§ **What you have to do**: Please copy out every line of the listing from its start through the line that contains "[580,425,699,442]", including that line, and shift each bounding box coordinate by adding 38 to it.

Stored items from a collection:

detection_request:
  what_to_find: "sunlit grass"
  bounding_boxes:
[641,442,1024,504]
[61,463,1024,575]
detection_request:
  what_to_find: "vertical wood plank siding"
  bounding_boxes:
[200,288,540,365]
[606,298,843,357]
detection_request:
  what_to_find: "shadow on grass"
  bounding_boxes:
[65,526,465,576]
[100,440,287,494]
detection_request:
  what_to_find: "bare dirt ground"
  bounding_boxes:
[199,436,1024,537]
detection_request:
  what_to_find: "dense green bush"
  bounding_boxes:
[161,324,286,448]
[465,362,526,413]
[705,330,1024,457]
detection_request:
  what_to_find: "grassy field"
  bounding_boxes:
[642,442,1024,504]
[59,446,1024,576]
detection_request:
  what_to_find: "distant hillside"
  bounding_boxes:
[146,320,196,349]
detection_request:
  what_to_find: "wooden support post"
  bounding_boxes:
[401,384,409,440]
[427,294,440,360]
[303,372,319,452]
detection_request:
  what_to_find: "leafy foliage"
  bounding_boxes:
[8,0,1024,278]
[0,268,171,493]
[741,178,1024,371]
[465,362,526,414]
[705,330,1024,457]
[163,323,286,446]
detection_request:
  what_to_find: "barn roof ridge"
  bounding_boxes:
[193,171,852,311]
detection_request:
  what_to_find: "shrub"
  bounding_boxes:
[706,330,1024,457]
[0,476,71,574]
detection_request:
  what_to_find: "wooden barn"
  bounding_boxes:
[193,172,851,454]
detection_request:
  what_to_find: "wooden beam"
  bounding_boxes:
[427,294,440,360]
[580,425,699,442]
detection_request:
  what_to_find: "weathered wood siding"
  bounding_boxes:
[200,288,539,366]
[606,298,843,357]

§ **Result for this exercise**:
detection_request:
  what_to_find: "sunlit grass"
  bounding_boxes:
[679,480,1062,542]
[99,501,1062,613]
detection_request:
  what_to_find: "vertical wood plank siding"
  bounding_boxes:
[238,326,578,403]
[644,336,881,395]
detection_request:
  what_to_find: "shadow on grass"
  bounding_boxes:
[103,564,503,614]
[138,478,325,532]
detection_request:
  what_to_find: "bare dirt ground"
  bounding_boxes:
[237,474,1062,575]
detection_request:
  what_to_find: "dense green bush"
  bounding_boxes:
[199,362,324,486]
[503,400,564,451]
[743,368,1062,495]
detection_request:
  what_to_find: "grassy field"
  bounding_boxes:
[680,480,1062,542]
[97,484,1062,614]
detection_request:
  what_to_find: "distant hillside"
  bounding_boxes:
[184,358,234,387]
detection_request:
  what_to_find: "wooden support post"
  bounding_boxes:
[439,422,447,478]
[465,332,478,398]
[341,410,357,490]
detection_request:
  what_to_find: "leafy foliage"
  bounding_boxes:
[46,38,1062,316]
[38,306,209,531]
[779,216,1062,409]
[503,400,564,452]
[743,368,1062,495]
[201,361,324,484]
detection_request:
  what_to_find: "barn roof ridge"
  bounding_boxes:
[231,209,890,349]
detection_request:
  what_to_find: "shrub"
  bounding_boxes:
[744,368,1062,495]
[38,514,109,612]
detection_request:
  what_to_find: "wooden barn"
  bounding_boxes:
[231,210,889,492]
detection_request:
  what_to_find: "wooden beam"
  bounding_boxes:
[465,332,478,398]
[618,463,737,480]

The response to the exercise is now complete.